EXERCISE DETAILS -
Retype, word for word, each line between the lines holding "204L263 507L514 547L267" and "positive clicks: (184, 153)", inclusive, and leave the rest of the data alone.

[LISTED ENTRIES]

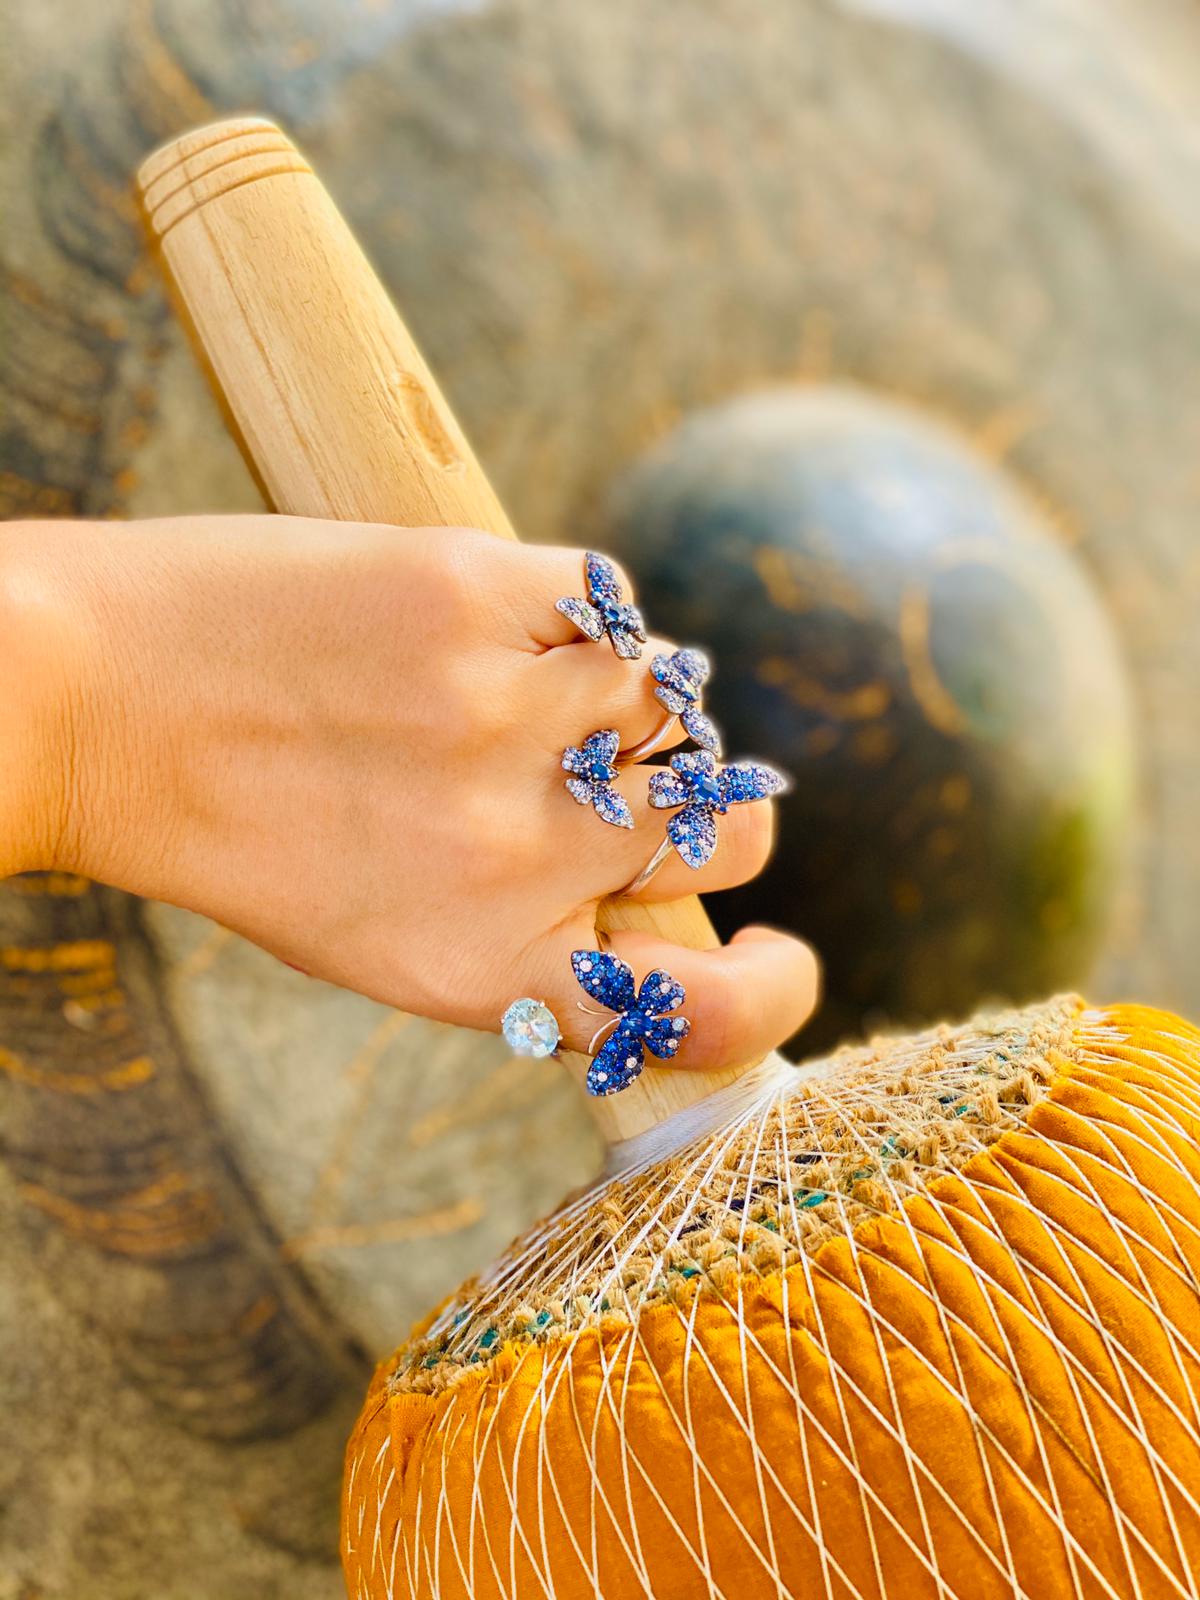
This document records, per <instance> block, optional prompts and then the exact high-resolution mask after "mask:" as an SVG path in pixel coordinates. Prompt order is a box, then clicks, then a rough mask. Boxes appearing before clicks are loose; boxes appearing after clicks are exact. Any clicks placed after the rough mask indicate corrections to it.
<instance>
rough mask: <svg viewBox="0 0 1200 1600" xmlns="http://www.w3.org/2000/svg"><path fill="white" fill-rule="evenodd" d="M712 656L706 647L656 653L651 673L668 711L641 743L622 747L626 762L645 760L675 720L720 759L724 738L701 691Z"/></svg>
mask: <svg viewBox="0 0 1200 1600" xmlns="http://www.w3.org/2000/svg"><path fill="white" fill-rule="evenodd" d="M710 670H712V669H710V666H709V658H707V656H706V654H704V651H702V650H677V651H675V653H674V654H670V656H654V659H653V661H651V664H650V675H651V677H653V678H654V699H656V701H658V702H659V706H661V707H662V710H664V712H666V715H664V718H662V722H661V723H659V726H658V728H656V730H654V733H651V734H650V736H648V738H646V739H643V741H642V742H640V744H637V746H634V747H632V749H629V750H621V760H622V762H642V760H645V758H646V755H651V754H653V752H654V750H656V749H658V747H659V744H662V741H664V739H666V736H667V734H669V733H670V730H672V728H674V726H675V723H677V722H678V723H682V726H683V731H685V733H686V734H688V738H690V739H691V741H693V744H698V746H699V747H701V749H702V750H709V752H710V754H712V755H715V757H717V758H718V760H720V755H722V739H720V733H718V731H717V726H715V723H714V722H712V718H710V717H706V715H704V710H702V709H701V691H702V688H704V683H706V682H707V677H709V672H710Z"/></svg>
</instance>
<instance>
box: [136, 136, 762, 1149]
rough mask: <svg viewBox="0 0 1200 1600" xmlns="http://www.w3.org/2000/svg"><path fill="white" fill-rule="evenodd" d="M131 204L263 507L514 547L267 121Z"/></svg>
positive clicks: (184, 153) (665, 1106) (621, 918)
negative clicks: (402, 528)
mask: <svg viewBox="0 0 1200 1600" xmlns="http://www.w3.org/2000/svg"><path fill="white" fill-rule="evenodd" d="M138 187H139V192H141V198H142V206H144V211H146V219H147V226H149V230H150V235H152V238H154V242H155V245H157V248H158V253H160V258H162V262H163V270H165V274H166V278H168V283H170V285H171V288H173V291H174V296H176V301H178V304H179V309H181V314H182V315H184V320H186V323H187V325H189V328H190V331H192V334H194V339H195V342H197V347H198V350H200V357H202V360H203V362H205V365H206V368H208V371H210V376H211V379H213V382H214V387H216V392H218V395H219V398H221V400H222V402H224V405H226V410H227V414H229V421H230V426H232V429H234V434H235V437H237V438H238V442H240V443H242V448H243V451H245V456H246V461H248V462H250V466H251V470H253V472H254V475H256V478H258V482H259V485H261V486H262V493H264V496H266V499H267V502H269V504H270V506H274V507H275V509H277V510H282V512H291V514H296V515H304V517H330V518H339V520H355V522H390V523H398V525H405V523H408V525H416V526H438V525H440V526H475V528H485V530H488V531H491V533H496V534H501V536H502V538H507V539H512V538H515V534H514V530H512V525H510V523H509V518H507V517H506V514H504V507H502V506H501V502H499V501H498V499H496V494H494V491H493V488H491V485H490V483H488V480H486V477H485V475H483V470H482V469H480V464H478V462H477V461H475V456H474V454H472V450H470V445H469V443H467V440H466V438H464V435H462V430H461V429H459V426H458V422H456V421H454V416H453V413H451V410H450V406H448V405H446V402H445V398H443V395H442V392H440V390H438V387H437V382H435V381H434V378H432V374H430V371H429V368H427V366H426V363H424V360H422V358H421V352H419V350H418V349H416V346H414V344H413V339H411V338H410V334H408V330H406V328H405V325H403V323H402V320H400V317H398V315H397V310H395V307H394V306H392V302H390V299H389V298H387V293H386V291H384V288H382V285H381V283H379V278H378V277H376V275H374V272H373V270H371V266H370V264H368V261H366V258H365V256H363V253H362V250H360V248H358V245H357V243H355V240H354V235H352V234H350V230H349V227H347V226H346V222H344V221H342V218H341V214H339V211H338V208H336V206H334V205H333V202H331V200H330V197H328V194H326V192H325V189H323V187H322V184H320V181H318V179H317V178H315V176H314V173H312V168H310V166H309V165H307V162H306V160H304V157H302V155H301V154H299V152H298V150H296V147H294V146H293V144H291V141H290V139H288V138H286V134H283V133H282V131H280V130H278V128H277V126H275V125H274V123H270V122H264V120H262V118H258V117H242V118H235V120H232V122H219V123H213V125H211V126H208V128H200V130H197V131H195V133H187V134H184V136H182V138H179V139H173V141H171V144H166V146H163V149H160V150H157V152H155V154H154V155H150V157H149V158H147V160H146V163H144V165H142V168H141V171H139V174H138ZM598 925H600V926H602V928H606V930H616V928H645V930H651V931H656V933H659V934H662V936H664V938H667V939H672V941H674V942H677V944H688V946H693V947H698V949H704V947H709V946H714V944H715V942H717V938H715V934H714V931H712V925H710V923H709V918H707V915H706V912H704V907H702V906H701V902H699V899H696V898H694V896H693V898H691V899H685V901H677V902H674V904H670V906H653V907H646V906H638V904H632V902H629V901H611V902H606V904H605V906H602V907H600V918H598ZM563 958H566V957H565V955H563ZM573 1059H574V1064H576V1067H582V1062H581V1058H573ZM747 1066H749V1062H747ZM739 1070H741V1069H734V1070H730V1072H686V1070H685V1069H674V1070H664V1069H650V1067H648V1069H646V1070H645V1072H643V1074H642V1078H640V1080H638V1082H637V1083H635V1085H634V1086H632V1088H629V1090H626V1091H624V1093H622V1094H616V1096H613V1098H611V1099H598V1101H592V1102H590V1104H592V1107H594V1110H595V1117H597V1122H598V1123H600V1126H602V1130H603V1131H605V1134H606V1138H610V1139H613V1141H614V1139H624V1138H630V1136H632V1134H635V1133H642V1131H643V1130H645V1128H648V1126H653V1125H654V1123H656V1122H661V1120H662V1118H664V1117H669V1115H672V1114H674V1112H677V1110H682V1109H683V1107H685V1106H690V1104H693V1102H694V1101H696V1099H701V1098H702V1096H704V1094H709V1093H712V1090H715V1088H720V1086H722V1085H725V1083H728V1082H731V1080H733V1078H736V1077H738V1075H739Z"/></svg>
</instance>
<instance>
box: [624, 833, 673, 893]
mask: <svg viewBox="0 0 1200 1600" xmlns="http://www.w3.org/2000/svg"><path fill="white" fill-rule="evenodd" d="M674 848H675V846H674V845H672V843H670V840H669V838H664V840H662V843H661V845H659V846H658V850H656V851H654V854H653V856H651V858H650V861H648V862H646V864H645V867H643V869H642V870H640V872H638V875H637V877H635V878H634V880H632V883H626V886H624V888H622V890H618V894H637V891H638V890H643V888H645V886H646V883H650V880H651V878H653V877H654V874H656V872H658V869H659V867H661V866H662V862H664V861H666V859H667V856H669V854H670V853H672V850H674Z"/></svg>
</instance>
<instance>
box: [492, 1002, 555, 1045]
mask: <svg viewBox="0 0 1200 1600" xmlns="http://www.w3.org/2000/svg"><path fill="white" fill-rule="evenodd" d="M501 1032H502V1034H504V1042H506V1043H507V1046H509V1050H510V1051H512V1053H514V1056H552V1054H554V1053H555V1050H557V1048H558V1040H560V1038H562V1032H560V1029H558V1019H557V1018H555V1014H554V1011H550V1008H549V1006H547V1005H546V1002H544V1000H531V998H528V997H526V998H522V1000H514V1002H512V1005H510V1006H509V1010H507V1011H506V1013H504V1016H502V1018H501Z"/></svg>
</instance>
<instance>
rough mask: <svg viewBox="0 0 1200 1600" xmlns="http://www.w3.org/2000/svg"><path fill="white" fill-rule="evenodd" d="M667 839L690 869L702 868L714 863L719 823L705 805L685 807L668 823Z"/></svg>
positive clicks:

[/LISTED ENTRIES]

EXERCISE SOLUTION -
rough mask: <svg viewBox="0 0 1200 1600" xmlns="http://www.w3.org/2000/svg"><path fill="white" fill-rule="evenodd" d="M131 204L263 507L514 547L267 121Z"/></svg>
positive clicks: (184, 153) (665, 1106) (621, 918)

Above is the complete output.